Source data
-*-

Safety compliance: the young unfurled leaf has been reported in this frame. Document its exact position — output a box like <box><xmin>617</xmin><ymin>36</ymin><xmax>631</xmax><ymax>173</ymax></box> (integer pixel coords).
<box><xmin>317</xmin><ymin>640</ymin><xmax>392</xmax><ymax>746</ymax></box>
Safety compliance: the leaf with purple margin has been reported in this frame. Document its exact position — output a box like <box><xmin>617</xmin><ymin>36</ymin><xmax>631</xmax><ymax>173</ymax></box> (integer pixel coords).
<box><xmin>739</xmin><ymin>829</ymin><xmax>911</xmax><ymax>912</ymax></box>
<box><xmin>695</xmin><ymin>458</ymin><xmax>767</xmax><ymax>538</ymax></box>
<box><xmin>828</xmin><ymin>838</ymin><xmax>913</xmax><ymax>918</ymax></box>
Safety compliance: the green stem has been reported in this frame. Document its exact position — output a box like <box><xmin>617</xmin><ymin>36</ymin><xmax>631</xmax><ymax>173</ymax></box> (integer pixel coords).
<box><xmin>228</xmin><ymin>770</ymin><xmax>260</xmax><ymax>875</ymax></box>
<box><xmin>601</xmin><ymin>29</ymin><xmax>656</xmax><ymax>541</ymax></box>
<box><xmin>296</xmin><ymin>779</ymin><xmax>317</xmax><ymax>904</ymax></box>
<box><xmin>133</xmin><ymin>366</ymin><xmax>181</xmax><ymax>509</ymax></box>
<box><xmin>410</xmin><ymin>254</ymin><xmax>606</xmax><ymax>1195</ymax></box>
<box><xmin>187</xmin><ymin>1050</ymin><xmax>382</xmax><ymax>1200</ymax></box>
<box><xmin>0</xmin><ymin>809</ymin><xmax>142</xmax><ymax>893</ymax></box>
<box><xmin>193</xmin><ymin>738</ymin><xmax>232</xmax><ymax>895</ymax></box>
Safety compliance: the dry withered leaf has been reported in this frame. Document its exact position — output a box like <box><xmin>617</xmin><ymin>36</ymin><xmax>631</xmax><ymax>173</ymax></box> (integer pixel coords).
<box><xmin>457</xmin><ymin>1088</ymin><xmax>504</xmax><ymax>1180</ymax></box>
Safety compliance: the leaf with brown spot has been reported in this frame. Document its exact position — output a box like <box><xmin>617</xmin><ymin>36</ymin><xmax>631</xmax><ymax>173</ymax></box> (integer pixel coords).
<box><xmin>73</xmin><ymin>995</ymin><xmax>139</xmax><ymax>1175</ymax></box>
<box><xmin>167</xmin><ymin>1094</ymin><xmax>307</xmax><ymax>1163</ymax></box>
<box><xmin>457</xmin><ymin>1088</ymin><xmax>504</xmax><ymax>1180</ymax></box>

-*-

Reproduce the data above verbatim, beginning at the line that contains "Safety compliance: the leaf with brown" and continuing through the end of the data.

Safety compliance: the leaf with brown spot has been reported in this frame. Document its exact position — output a box like <box><xmin>617</xmin><ymin>36</ymin><xmax>631</xmax><ymax>173</ymax></box> (integer pixel coords).
<box><xmin>73</xmin><ymin>995</ymin><xmax>139</xmax><ymax>1175</ymax></box>
<box><xmin>167</xmin><ymin>1094</ymin><xmax>307</xmax><ymax>1163</ymax></box>
<box><xmin>457</xmin><ymin>1088</ymin><xmax>504</xmax><ymax>1180</ymax></box>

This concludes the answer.